Please return all of the entries below exactly as they are written.

Stored data entries:
◇ ◇ ◇
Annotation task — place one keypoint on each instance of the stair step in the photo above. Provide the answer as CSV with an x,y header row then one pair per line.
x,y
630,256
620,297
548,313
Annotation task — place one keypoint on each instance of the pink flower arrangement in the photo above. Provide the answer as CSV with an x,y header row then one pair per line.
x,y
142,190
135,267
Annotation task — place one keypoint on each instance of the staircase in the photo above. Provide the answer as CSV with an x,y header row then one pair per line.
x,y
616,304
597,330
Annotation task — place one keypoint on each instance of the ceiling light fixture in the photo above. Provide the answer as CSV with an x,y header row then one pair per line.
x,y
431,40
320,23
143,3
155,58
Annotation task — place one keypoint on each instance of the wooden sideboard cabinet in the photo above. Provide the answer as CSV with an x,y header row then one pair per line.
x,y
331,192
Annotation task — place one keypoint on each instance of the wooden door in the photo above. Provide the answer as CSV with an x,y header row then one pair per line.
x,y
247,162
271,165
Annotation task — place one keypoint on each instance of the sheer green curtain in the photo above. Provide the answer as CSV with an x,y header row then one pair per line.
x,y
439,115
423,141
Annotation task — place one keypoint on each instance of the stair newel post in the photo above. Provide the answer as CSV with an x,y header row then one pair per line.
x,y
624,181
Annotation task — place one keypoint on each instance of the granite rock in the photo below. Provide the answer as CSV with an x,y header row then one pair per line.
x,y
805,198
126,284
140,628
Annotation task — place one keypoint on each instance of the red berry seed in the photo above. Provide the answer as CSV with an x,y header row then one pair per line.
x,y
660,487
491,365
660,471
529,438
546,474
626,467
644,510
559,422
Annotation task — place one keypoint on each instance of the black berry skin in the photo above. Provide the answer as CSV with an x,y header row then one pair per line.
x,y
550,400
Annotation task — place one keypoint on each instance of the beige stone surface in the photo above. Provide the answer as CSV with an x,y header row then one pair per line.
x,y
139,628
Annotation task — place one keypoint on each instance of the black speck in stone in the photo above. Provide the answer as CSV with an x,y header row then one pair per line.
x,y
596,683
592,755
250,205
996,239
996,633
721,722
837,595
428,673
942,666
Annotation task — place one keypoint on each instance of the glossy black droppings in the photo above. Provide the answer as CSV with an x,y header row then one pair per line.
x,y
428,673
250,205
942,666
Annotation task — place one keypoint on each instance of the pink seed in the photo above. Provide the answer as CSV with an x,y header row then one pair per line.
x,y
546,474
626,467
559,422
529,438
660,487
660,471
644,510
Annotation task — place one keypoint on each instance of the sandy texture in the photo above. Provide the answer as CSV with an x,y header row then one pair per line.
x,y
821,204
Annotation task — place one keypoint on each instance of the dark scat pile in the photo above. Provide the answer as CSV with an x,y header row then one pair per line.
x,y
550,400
◇ ◇ ◇
**TASK SOLUTION**
Annotation task — place one keypoint on each instance of the stair step in the photo above. Provide the answer as CSV with an x,y header row then one pair per line.
x,y
630,256
620,297
548,313
Annotation task — place one keypoint on each instance of the pink flower arrangement in the photo above. Provide the answer as CSV with an x,y header row then one pair per line.
x,y
142,190
135,267
Annotation task — place one keypoint on each instance of the staircase in the photo above. Provide the answer as CSV with an x,y header row then one pair per line.
x,y
616,304
597,330
Annotation task — place one keypoint on each instance of the ceiling light fixture in the photo above. Provide the answer as CSV with an x,y header row then one pair per line.
x,y
431,40
320,23
143,3
155,58
Annotation task — place one keypoint on each instance of the wooden sideboard cabinet in the photo above. Provide the answer as CSV with an x,y header row then one pair per line.
x,y
331,192
Annotation task — place one keypoint on each instance of the wooden door in the photo above. Provide the answer as CSV with an x,y header row then one pair per line.
x,y
247,162
271,165
Annotation task — place one keypoint on each instance of the sheer green curtain in the photo above. Provide the answer as CSV with an x,y header row then one pair per line.
x,y
439,115
423,141
Annotation task — place one keypoint on each instance of the stair newel post in the photo above. Provide the answer as CSV with an x,y header row then one pair per line.
x,y
624,181
Annotation task — place one keypoint on each instance of the granite rock in the photo below. Provide the answer as CSV with an x,y header row then one pair per line.
x,y
805,198
126,284
140,628
Annotation task — place one keypoint on each instance of the red berry seed in the photo above. Provide the answer as CSV with an x,y header row then one pair per line.
x,y
660,487
491,365
660,471
529,438
546,474
626,467
644,510
559,422
Annotation task — place one keypoint on each instance of the black berry skin in the photo above. Provide the answer as CSV with an x,y header row then one pair per line.
x,y
550,400
Annotation task — place one keypoint on each instance of the beige stone surface in the photo above. Provide the answer as CSV with an x,y header row then one pair per line.
x,y
139,628
Annotation task — place one keypoint on each instance of the black speck in stone in the photo above. Provide the answer as CSV with an x,y header row then one pair per line.
x,y
596,683
592,755
250,205
996,239
996,633
721,722
837,595
428,673
942,666
Annotation task — place one keypoint on each instance of the glossy black droppings in the photo above. Provide the answer as CSV with an x,y header row then one pair per line.
x,y
428,673
250,205
942,666
Annotation task — place one keypoint on each instance of the pink seed in the photo above. Provide the answer as CSV with an x,y header row then one pair per line.
x,y
546,474
626,467
559,422
529,438
660,487
660,471
644,510
Annotation task — place one keypoint on each instance of the sandy texture in the photo above. Provide the answer as CSV with an x,y header row then one pair per line.
x,y
821,204
Annotation task — place one keypoint on each instance of the dark scat pile in the photo above. Provide the answer as CSV with an x,y header row then one pair per line.
x,y
550,400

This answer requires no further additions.